* [本文]

+++

アウトプット型問題集は問題の意図を読み取るところから、解答の道筋を考え抜くことが大切です。どうしてもわからないときに解答を確認します。そして、問題ごとの解き方を自分なりにメモしておくこと。

 本書で合格を十分に狙える大学は「MARCH・関関同立・上智・理科大・準難関国公立(筑波・横国・神戸・千葉など)」、それより難しい「旧帝大・早慶」であっても合格点は視野に入れられます。東京一工には少し足りない。本書は記述も積極的に行う問題集なので、どちらかと言えば国公立向きです。文系と理系の違いは問題の難易度。文系が全体的にやや易しく入試基礎寄りなのに対して、理系はしっかりと入試標準レベルの問題を集めてあります。

 また、本書に近い問題集としては『入試の核心(標準編)』『新数学スタンダード演習』『数学の良問問題集』『国公立標準問題集CanPass』が挙げられます。レベルの近さで言うと『黄・青チャート』『1対1対応の演習』もありますが、こちらはインプット型・ハイブリッド型の参考書なのでコンセプトが異なります。本書は最新版から別解が充実したと言っても、入試基礎レベルを終えていないと解答を読んでも理解できません。アウトプット型は大きく成長できるメリットがある反面、適正レベルにないと逆効果です。数学の受験勉強をまだよく知らない人はインプット型とアウトプット型の選択を間違えないようにしましょう。

+++

* [データ一覧]
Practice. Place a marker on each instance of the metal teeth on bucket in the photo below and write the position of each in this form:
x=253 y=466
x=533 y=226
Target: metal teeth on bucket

+++

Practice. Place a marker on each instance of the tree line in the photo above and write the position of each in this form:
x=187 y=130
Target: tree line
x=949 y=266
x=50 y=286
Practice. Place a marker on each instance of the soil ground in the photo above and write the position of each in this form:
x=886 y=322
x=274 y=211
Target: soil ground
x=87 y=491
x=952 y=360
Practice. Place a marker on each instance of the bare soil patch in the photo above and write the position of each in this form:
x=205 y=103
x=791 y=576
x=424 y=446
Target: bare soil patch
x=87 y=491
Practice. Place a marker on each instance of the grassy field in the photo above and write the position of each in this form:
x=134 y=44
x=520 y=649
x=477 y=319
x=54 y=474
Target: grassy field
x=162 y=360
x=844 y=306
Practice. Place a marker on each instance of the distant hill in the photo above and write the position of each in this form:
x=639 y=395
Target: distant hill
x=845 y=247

+++

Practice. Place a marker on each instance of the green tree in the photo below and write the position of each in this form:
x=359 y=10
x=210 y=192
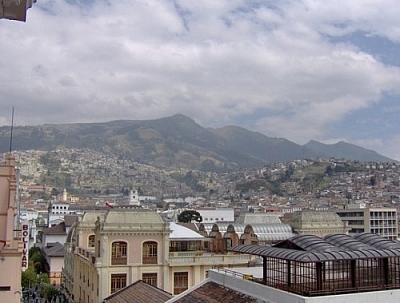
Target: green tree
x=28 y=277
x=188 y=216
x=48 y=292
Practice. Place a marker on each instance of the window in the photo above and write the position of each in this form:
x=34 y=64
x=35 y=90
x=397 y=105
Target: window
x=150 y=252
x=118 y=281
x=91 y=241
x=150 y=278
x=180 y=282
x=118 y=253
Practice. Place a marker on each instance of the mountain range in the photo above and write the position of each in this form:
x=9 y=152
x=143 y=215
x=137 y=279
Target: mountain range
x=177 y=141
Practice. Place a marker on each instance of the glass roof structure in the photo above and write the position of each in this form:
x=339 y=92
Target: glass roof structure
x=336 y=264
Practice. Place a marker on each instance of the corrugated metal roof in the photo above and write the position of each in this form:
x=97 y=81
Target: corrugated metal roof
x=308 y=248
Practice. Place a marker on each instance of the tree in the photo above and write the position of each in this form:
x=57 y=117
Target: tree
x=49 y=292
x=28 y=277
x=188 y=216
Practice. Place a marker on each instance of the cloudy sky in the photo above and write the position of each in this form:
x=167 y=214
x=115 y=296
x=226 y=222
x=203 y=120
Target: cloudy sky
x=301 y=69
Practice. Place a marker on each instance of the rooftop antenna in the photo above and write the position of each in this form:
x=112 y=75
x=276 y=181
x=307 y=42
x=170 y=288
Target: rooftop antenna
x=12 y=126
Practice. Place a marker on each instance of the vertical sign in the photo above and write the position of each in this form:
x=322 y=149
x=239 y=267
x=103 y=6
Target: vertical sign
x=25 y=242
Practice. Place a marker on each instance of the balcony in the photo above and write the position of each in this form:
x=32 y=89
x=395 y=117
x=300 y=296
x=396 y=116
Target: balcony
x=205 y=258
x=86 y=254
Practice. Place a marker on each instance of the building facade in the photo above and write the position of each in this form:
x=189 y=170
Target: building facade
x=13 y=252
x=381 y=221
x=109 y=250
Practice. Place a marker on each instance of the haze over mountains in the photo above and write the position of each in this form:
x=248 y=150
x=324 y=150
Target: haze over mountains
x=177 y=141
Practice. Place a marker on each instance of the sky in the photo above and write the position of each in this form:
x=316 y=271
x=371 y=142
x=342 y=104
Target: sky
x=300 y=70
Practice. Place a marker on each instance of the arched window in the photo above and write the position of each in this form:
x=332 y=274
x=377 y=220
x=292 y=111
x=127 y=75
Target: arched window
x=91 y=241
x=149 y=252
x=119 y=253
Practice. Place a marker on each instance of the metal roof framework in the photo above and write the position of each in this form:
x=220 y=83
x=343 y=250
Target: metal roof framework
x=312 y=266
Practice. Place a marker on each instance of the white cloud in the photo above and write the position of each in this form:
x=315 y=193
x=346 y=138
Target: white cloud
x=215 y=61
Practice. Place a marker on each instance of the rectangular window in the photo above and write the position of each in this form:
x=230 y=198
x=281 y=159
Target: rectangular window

+++

* [課題 A] 本文によると、本書の文系と理系の違いは何ですか。
* [課題 B] 本文から「アウトプット型問題集は問題の」で始まって「ベルの問題を集めてあります。」に至るまでの箇所を、一字も変えずに抜き出してください。
* [課題 C] 数学の問題集を紹介する本文を、最後の文に続けて書き進めてください。

* [解答例 A] 問題の難易度です。

* [解答例 B]
アウトプット型問題集は問題の意図を読み取るところから、解答の道筋を考え抜くことが大切です。どうしてもわからないときに解答を確認します。そして、問題ごとの解き方を自分なりにメモしておくこと。

 本書で合格を十分に狙える大学は「MARCH・関関同立・上智・理科大・準難関国公立(筑波・横国・神戸・千葉など)」、それより難しい「旧帝大・早慶」であっても合格点は視野に入れられます。東京一工には少し足りない。本書は記述も積極的に行う問題集なので、どちらかと言えば国公立向きです。文系と理系の違いは問題の難易度。文系が全体的にやや易しく入試基礎寄りなのに対して、理系はしっかりと入試標準レベルの問題を集めてあります。

* [解答例 C]
いわゆる解法暗記をするための参考書がインプット型です。チャート式やフォーカスゴールドなどが挙げられます。そして、その解法を実際の試験問題に適用できるかどうかを測る参考書がアウトプット型になります。過去問と同じ。それなら過去問にとことん取り組んだ方が良いのではと思うかもしれませんが、過去問のみでは偏るため、入試標準典型問題を押さえるには本書のような問題集が便利なのです。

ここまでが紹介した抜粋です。